** Objective **
Please turn the lines of the entries below into a numbered list, leaving out any blank lines.

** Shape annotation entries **
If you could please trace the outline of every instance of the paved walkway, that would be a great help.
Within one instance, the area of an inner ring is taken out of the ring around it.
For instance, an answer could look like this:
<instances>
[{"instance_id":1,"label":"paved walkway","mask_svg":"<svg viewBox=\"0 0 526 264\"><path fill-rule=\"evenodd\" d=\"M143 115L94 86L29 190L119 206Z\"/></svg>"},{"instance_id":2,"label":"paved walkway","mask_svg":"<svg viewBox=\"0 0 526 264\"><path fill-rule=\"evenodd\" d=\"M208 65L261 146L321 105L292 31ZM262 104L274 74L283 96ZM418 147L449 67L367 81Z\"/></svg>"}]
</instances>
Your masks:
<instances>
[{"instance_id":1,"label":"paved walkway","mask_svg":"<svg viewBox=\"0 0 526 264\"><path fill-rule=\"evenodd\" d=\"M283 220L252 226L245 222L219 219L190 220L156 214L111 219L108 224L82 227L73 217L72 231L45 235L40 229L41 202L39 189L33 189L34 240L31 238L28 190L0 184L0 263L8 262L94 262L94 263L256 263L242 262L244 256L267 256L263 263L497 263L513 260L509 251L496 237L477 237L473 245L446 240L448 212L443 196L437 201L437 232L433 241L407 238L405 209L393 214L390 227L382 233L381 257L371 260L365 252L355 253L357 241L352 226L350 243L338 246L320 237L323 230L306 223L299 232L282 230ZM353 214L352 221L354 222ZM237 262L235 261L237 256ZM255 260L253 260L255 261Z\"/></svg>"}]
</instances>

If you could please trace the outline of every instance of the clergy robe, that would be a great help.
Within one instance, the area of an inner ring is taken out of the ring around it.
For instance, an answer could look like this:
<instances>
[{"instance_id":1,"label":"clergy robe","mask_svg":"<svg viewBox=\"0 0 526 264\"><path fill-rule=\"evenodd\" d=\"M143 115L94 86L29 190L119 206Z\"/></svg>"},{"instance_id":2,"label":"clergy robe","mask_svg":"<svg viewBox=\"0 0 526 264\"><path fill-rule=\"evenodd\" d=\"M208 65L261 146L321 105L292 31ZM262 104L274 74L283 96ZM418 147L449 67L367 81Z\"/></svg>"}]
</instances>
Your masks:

** Worked solution **
1. If you could please trace the outline of every instance of the paved walkway, that would be a great help.
2. Within one instance, the area of an inner ring is taken out of the ring around it.
3. For instance, an answer could look like this:
4. <instances>
5. [{"instance_id":1,"label":"paved walkway","mask_svg":"<svg viewBox=\"0 0 526 264\"><path fill-rule=\"evenodd\" d=\"M143 115L94 86L29 190L119 206Z\"/></svg>"},{"instance_id":2,"label":"paved walkway","mask_svg":"<svg viewBox=\"0 0 526 264\"><path fill-rule=\"evenodd\" d=\"M208 65L261 146L321 105L292 31ZM262 104L274 74L283 96ZM418 147L449 67L367 81Z\"/></svg>"}]
6. </instances>
7. Your masks:
8. <instances>
9. [{"instance_id":1,"label":"paved walkway","mask_svg":"<svg viewBox=\"0 0 526 264\"><path fill-rule=\"evenodd\" d=\"M283 220L252 226L245 222L219 219L190 220L156 214L111 219L108 224L82 227L73 217L72 231L45 235L40 229L41 202L39 189L33 189L34 240L31 238L28 190L0 184L0 263L8 262L94 262L94 263L256 263L242 262L244 256L267 256L263 263L497 263L513 260L509 251L496 237L477 237L473 245L446 240L448 212L443 196L437 201L437 232L433 241L407 238L405 209L393 214L390 227L382 233L381 257L371 260L365 252L355 253L357 241L352 226L350 243L338 246L320 237L323 230L306 223L299 232L282 230ZM353 214L352 221L354 222ZM237 262L235 261L237 256ZM255 260L253 260L255 261Z\"/></svg>"}]
10. </instances>
11. If you could please trace the outline of every instance of the clergy robe, that would be a great help.
12. Within one instance, the area of an inner ring is taken out of the ring around it.
13. For instance, an answer could look like this:
14. <instances>
15. [{"instance_id":1,"label":"clergy robe","mask_svg":"<svg viewBox=\"0 0 526 264\"><path fill-rule=\"evenodd\" d=\"M143 115L94 86L29 190L119 206Z\"/></svg>"},{"instance_id":2,"label":"clergy robe","mask_svg":"<svg viewBox=\"0 0 526 264\"><path fill-rule=\"evenodd\" d=\"M208 65L261 146L321 105L292 31ZM262 104L274 74L283 96ZM418 147L449 67L367 81Z\"/></svg>"}]
16. </instances>
17. Your masks:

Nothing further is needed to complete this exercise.